- _Short task 1_:
Retype the passage on heat transfer in cooling channels word for word, everything from "2. Heat Transfer" down to "by Dresia [3].".

>> BEGIN Page excerpt

In this paper, we present an extension of our data-based surrogate model for heat transfer prediction in regenerative cooling systems [2,3,4,5,6,7,8]. The model was originally developed for straight cooling channels and accurately predicts the maximum wall temperature based on mass flow, heat flux density, channel geometry, thermodynamic state of the fluid, and channel wall roughness with a mean prediction error of only 16 $\mathrm{K}$ for various different temperature and pressure ranges. The model was trained by using results of computational fluid dynamics (CFD) simulations for channel segments with constant geometry. The calculation time could be reduced by a factor of 1000 compared to CFD.

In this study, we extend the existing model to account for curved cooling channels and test it on the representative combustion chamber contour of the LUMEN engine [9]. To achieve this, we use a simple and somewhat naive approach of training the model using data from simulations for cooling channel segments with a constant radius of curvature. This means that the training data does not include changes in channel area, aspect ratio, or curvature, which exist in realistic combustion chamber cooling channels. Despite this limitation, we observe a noticeable improvement in the performance of the model.

However, it is not surprising that a certain prediction error remains. To further enhance the quality of the model, we propose an approach outlined at the end of the paper that also includes inertia effects. In addition, we are currently conducting ongoing research to systematically integrate experimental data for fine-tuning. In summary, contributions include

• an extension of the model to include curvature effects and fin thickness variation
• a detailed investigation of the reaming deviations
• an evaluation of the predictive accuracy for the LUMEN combustion chamber
• a proposed approach for integrating inertia effects into the surrogate model.

2. Heat Transfer Modeling

The prediction of heat transfer for methane flowing in cooling channels of a regeneratively cooled combustion chamber has proven challenging in the past as undesired phenomena, e.g., pseudo-boiling or heat transfer deterioration, influence the heat transfer [10]. The occurrence of these phenomena is affected by many different factors such as the aspect ratio of the cooling channel [11], the ratio of heat flux and mass flow rate or the roughness of the cooling channel surface [1]. The following sections briefly describe the flow in straight and curved cooling channels and the general idea of Nusselt-number correlations. This overview is taken from a previous work by Dresia [3].

2.1. Flow in Curved Cooling Channels

In real rocket applications heat transfer takes place in straight cooling channels in the cylindrical segment and in curved passages at the nozzle throat. Due to the converging-diverging shape of the thrust chamber assembly, both concave and convex asymmetric heated channels are present. In contrast to straight channel flows, a radial pressure gradient exists in curved channels caused by centrifugal forces, which induce recirculation phenomena in the flow. These secondary flows enhance the convective heat transfer at the channel surface [12].

>> END Page excerpt
>> BEGIN Raw data

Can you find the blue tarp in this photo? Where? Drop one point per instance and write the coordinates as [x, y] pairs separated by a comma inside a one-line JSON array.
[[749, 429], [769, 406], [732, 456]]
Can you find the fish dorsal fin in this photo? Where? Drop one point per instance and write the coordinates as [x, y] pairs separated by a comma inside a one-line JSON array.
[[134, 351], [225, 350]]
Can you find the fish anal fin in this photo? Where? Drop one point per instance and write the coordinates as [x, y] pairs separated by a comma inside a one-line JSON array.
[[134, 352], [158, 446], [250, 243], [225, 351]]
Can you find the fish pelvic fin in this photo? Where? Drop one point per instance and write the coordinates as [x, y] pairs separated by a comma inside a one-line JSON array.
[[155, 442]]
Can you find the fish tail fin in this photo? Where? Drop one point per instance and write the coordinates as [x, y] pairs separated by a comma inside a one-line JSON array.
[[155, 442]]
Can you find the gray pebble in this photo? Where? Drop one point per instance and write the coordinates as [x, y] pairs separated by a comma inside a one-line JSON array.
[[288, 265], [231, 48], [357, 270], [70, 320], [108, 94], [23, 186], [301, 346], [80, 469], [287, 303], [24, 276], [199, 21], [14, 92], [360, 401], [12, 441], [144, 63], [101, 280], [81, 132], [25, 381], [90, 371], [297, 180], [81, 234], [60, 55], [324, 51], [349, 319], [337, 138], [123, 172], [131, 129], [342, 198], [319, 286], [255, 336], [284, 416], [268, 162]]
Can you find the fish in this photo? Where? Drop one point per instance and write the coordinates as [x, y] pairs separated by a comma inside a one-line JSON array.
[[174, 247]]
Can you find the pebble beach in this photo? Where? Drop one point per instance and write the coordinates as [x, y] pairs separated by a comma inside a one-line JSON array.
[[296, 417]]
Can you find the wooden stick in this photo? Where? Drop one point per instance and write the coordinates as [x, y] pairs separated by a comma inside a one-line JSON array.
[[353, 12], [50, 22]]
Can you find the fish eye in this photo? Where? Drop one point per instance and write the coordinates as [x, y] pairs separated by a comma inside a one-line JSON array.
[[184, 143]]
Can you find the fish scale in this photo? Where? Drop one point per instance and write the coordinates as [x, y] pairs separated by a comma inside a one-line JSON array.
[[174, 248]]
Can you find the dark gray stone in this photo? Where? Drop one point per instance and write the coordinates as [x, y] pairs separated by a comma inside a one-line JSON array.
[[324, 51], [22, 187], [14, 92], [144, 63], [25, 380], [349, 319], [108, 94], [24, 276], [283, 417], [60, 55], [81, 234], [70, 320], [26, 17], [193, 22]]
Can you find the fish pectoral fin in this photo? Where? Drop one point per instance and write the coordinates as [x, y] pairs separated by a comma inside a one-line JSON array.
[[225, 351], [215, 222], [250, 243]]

>> END Raw data

- _Short task 2_:
Echo the listing verbatim, everything from its first line down to and including the line that contains "[[134, 351], [225, 350]]".

- _Task solution 1_:
2. Heat Transfer Modeling

The prediction of heat transfer for methane flowing in cooling channels of a regeneratively cooled combustion chamber has proven challenging in the past as undesired phenomena, e.g., pseudo-boiling or heat transfer deterioration, influence the heat transfer [10]. The occurrence of these phenomena is affected by many different factors such as the aspect ratio of the cooling channel [11], the ratio of heat flux and mass flow rate or the roughness of the cooling channel surface [1]. The following sections briefly describe the flow in straight and curved cooling channels and the general idea of Nusselt-number correlations. This overview is taken from a previous work by Dresia [3].

- _Task solution 2_:
Can you find the blue tarp in this photo? Where? Drop one point per instance and write the coordinates as [x, y] pairs separated by a comma inside a one-line JSON array.
[[749, 429], [769, 406], [732, 456]]
Can you find the fish dorsal fin in this photo? Where? Drop one point per instance and write the coordinates as [x, y] pairs separated by a comma inside a one-line JSON array.
[[134, 351], [225, 350]]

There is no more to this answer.